* _Problem requirements_
Please copy each line below that contains the word "face".

* _Records to process_
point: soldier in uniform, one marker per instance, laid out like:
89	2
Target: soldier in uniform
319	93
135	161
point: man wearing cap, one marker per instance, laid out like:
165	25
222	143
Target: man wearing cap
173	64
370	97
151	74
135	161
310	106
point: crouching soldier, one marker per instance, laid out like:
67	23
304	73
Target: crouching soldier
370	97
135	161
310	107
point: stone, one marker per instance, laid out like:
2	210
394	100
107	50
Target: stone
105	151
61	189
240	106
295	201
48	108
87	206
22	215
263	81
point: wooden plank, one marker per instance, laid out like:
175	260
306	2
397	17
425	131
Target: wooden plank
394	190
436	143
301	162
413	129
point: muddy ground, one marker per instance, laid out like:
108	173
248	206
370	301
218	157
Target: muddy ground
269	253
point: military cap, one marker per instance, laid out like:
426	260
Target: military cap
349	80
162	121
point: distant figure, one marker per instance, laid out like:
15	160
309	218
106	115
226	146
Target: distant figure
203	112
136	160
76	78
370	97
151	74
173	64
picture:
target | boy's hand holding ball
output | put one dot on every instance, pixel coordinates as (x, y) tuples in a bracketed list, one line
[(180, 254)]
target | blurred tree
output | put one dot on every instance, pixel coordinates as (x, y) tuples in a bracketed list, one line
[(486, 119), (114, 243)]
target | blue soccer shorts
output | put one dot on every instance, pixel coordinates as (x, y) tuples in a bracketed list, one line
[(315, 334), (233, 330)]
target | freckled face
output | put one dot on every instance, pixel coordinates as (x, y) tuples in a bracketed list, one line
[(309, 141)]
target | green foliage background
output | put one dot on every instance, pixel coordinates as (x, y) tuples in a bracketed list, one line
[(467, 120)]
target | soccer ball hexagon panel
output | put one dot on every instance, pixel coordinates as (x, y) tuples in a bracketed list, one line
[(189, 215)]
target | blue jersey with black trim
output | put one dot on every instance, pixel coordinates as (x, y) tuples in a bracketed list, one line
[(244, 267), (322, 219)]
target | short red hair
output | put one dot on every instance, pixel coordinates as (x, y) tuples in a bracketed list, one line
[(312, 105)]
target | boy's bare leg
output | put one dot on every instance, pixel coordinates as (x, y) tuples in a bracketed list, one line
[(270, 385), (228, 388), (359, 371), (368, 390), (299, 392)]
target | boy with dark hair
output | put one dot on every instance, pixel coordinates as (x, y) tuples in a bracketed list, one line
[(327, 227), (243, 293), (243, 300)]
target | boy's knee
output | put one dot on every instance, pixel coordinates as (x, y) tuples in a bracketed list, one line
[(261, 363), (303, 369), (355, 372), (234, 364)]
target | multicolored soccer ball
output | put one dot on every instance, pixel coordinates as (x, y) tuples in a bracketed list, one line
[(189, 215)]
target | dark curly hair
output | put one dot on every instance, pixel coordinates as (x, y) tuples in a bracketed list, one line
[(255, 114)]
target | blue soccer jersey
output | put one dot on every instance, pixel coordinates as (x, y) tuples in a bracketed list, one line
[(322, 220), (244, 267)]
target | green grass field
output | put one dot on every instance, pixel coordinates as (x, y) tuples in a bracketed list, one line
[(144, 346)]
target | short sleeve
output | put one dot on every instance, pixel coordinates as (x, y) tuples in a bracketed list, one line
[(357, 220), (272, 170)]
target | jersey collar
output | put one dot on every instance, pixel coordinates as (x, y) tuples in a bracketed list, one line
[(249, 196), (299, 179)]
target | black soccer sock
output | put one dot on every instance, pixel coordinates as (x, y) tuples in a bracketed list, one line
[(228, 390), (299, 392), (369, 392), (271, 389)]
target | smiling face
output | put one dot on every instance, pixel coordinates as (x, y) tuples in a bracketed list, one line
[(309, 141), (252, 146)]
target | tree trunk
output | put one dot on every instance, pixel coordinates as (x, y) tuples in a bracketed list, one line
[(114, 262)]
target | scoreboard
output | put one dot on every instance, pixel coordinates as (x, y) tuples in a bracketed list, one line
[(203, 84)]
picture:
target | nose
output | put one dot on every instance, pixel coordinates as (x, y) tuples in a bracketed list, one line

* _Solution to the problem_
target | freckled face
target | smiling face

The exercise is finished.